Region outline records
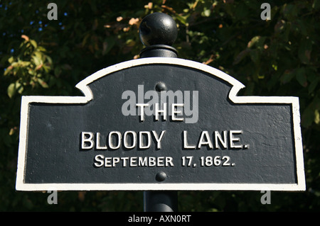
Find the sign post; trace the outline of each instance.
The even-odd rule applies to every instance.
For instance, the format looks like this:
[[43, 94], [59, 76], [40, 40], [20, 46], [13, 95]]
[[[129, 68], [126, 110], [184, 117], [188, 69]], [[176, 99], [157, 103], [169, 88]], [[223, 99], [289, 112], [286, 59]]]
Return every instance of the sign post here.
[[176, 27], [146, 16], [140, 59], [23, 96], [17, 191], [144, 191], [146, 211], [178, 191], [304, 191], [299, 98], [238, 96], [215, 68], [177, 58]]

_Stated task_.
Reproduce every line of the records above, including the requests, but omit the pictures. Scale each vertex coordinate in the answers by 1.15 and round to the nearest whole number, with halves going up. Leave the numbers in the requests and their format samples unchanged.

_Task answer_.
Find the sign post; trace the outline of each instance.
The even-odd rule applies to every instance.
For instance, the format looks like this:
[[43, 94], [59, 76], [40, 40], [20, 46], [13, 95]]
[[[129, 68], [126, 110], [184, 117], [188, 69]], [[176, 99], [157, 103], [169, 88]], [[223, 99], [289, 112], [286, 59]]]
Return every instance of the sign post here.
[[202, 31], [168, 18], [161, 68], [26, 110], [20, 220], [166, 220], [168, 243], [205, 220], [350, 220], [344, 113], [274, 110], [247, 78], [204, 67]]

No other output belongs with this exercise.